What is required >>
Extract the lines below, word for word, from the line containing "Where can the illuminated traditional" down to the line containing "point(128, 269)", including both of those lines and nothing else.

....

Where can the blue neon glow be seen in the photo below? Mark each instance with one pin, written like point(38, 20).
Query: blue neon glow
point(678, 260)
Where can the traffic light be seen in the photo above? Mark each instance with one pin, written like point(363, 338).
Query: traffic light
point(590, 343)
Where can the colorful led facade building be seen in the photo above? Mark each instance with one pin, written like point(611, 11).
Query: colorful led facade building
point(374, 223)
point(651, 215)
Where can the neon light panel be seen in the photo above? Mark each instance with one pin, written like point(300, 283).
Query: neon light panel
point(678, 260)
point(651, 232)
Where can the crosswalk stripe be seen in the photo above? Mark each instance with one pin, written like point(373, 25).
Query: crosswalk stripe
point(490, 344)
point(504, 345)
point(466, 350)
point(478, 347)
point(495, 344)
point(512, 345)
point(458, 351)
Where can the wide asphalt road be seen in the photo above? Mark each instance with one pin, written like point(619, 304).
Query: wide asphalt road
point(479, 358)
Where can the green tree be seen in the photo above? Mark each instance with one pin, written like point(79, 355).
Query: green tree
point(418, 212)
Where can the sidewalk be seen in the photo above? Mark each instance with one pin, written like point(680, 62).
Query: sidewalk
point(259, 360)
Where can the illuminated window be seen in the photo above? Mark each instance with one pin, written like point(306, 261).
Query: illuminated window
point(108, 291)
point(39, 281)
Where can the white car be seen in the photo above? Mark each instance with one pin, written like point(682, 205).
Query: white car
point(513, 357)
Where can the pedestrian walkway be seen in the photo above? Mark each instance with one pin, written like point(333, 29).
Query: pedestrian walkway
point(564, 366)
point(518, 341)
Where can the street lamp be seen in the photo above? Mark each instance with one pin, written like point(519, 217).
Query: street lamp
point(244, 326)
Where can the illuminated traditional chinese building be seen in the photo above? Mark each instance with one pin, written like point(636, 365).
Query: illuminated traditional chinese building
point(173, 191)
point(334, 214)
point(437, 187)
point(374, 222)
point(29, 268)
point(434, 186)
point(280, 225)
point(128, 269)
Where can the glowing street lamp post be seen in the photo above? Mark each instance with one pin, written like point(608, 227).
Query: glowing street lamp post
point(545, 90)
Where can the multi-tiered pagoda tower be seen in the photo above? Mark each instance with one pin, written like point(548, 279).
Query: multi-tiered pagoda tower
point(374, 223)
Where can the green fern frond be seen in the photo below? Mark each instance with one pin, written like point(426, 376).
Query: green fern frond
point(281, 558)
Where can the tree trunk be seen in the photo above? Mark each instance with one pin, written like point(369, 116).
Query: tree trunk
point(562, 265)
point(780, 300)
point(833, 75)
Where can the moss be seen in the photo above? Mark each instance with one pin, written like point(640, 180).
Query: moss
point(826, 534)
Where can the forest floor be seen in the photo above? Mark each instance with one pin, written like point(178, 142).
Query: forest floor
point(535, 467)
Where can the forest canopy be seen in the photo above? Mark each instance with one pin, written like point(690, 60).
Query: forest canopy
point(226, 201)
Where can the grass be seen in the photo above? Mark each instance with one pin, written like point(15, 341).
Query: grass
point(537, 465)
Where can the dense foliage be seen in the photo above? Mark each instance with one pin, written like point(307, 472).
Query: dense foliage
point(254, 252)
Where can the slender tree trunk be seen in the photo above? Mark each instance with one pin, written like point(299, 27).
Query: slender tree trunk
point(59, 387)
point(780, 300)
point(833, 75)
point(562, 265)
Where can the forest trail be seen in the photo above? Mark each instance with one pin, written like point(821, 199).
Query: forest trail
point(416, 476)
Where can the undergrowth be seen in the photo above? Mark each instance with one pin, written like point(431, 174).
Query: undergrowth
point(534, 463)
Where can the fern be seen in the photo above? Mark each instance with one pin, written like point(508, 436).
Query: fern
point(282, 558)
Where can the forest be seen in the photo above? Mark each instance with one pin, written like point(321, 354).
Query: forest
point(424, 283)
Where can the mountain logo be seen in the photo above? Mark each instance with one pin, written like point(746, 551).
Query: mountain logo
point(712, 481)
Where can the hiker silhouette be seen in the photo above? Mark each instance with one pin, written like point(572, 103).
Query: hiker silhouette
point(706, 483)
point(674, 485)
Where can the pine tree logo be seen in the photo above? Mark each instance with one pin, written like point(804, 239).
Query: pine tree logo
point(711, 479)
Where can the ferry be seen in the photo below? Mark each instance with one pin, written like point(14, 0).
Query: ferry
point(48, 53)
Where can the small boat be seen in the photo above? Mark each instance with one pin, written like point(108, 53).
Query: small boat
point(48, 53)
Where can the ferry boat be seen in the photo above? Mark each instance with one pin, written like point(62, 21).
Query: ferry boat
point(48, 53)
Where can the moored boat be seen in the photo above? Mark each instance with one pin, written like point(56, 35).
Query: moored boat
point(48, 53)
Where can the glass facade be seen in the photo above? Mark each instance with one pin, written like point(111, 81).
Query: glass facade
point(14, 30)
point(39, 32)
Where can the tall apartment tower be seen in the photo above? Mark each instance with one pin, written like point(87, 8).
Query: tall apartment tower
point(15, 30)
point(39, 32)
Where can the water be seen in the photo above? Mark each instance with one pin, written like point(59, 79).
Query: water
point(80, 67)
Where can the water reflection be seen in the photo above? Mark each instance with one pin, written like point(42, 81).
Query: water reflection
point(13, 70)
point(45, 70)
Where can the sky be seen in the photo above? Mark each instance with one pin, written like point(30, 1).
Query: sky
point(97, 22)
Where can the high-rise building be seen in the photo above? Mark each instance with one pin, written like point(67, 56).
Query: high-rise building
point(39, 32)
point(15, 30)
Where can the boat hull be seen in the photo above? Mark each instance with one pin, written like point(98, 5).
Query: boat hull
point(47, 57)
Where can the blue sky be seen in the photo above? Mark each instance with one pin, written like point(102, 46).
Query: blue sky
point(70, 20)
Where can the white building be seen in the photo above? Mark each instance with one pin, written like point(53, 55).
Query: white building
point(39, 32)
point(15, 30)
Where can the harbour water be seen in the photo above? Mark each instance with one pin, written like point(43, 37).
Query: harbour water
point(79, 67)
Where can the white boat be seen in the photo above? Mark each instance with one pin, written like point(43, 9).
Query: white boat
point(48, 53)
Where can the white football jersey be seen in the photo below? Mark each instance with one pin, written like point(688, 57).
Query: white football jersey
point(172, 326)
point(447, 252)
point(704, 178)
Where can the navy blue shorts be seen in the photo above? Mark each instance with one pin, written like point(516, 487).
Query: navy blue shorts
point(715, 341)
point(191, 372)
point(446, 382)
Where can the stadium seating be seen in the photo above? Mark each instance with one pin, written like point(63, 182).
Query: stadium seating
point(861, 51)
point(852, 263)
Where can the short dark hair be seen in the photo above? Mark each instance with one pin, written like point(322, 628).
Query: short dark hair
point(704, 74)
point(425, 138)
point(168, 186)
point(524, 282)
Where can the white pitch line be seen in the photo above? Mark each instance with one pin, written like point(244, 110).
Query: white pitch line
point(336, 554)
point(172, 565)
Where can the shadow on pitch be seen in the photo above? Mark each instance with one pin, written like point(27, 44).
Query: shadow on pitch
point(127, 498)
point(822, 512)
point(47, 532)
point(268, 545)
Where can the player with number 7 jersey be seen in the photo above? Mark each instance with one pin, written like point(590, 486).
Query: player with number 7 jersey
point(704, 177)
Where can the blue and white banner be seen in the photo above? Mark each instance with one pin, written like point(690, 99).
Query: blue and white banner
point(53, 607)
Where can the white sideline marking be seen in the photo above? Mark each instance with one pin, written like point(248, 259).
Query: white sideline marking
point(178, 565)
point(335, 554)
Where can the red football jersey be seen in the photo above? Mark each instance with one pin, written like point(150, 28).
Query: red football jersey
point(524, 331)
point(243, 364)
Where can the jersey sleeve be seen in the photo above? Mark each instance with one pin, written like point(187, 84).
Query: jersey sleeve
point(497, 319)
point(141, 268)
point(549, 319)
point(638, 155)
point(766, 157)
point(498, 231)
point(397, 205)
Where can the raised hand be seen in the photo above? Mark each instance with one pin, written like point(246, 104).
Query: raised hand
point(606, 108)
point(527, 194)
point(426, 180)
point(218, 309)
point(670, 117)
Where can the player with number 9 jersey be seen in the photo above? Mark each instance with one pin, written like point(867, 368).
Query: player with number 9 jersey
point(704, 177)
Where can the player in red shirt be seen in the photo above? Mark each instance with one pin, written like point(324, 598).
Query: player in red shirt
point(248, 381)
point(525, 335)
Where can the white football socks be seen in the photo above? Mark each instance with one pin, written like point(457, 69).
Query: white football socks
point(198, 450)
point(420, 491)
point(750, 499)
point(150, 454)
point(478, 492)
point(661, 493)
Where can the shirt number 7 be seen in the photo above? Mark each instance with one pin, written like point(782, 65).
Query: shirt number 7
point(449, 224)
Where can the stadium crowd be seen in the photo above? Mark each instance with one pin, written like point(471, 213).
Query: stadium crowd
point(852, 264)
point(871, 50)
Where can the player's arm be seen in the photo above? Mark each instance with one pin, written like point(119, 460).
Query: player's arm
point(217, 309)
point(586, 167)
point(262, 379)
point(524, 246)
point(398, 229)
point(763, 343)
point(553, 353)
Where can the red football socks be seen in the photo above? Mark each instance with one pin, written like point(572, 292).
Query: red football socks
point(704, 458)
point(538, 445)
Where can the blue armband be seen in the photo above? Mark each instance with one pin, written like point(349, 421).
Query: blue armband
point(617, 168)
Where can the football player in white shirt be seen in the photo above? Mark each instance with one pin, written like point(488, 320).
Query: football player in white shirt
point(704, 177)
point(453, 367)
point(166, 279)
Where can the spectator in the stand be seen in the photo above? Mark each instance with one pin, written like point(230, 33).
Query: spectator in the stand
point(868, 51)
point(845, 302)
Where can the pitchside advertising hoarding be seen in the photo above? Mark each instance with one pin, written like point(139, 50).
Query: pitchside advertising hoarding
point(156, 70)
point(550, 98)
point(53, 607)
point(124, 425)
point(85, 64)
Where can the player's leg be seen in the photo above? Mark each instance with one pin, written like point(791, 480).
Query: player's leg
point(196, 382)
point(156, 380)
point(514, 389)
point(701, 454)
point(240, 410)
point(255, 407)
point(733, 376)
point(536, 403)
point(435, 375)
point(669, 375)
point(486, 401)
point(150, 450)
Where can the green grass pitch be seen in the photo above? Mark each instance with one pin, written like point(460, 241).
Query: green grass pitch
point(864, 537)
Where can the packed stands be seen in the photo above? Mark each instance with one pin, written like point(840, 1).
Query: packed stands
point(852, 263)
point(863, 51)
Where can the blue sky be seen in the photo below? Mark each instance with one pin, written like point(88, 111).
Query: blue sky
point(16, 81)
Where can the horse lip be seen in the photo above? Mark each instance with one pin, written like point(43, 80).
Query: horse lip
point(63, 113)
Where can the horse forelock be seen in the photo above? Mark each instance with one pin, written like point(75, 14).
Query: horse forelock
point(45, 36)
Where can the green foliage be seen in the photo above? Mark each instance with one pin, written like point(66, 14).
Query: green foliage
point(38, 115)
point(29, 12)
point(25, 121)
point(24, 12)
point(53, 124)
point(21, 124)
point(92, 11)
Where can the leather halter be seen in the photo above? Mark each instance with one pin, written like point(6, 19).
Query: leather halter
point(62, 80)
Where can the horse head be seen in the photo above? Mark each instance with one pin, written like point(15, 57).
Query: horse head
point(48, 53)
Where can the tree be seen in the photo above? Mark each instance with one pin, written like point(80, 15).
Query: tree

....

Task solution >>
Where can the illuminated traditional chinese building be seen in the photo above? Mark each instance with one pin, written like point(636, 365).
Query: illuminated traditional chinese building
point(173, 191)
point(334, 214)
point(437, 187)
point(374, 222)
point(29, 268)
point(434, 186)
point(280, 225)
point(128, 269)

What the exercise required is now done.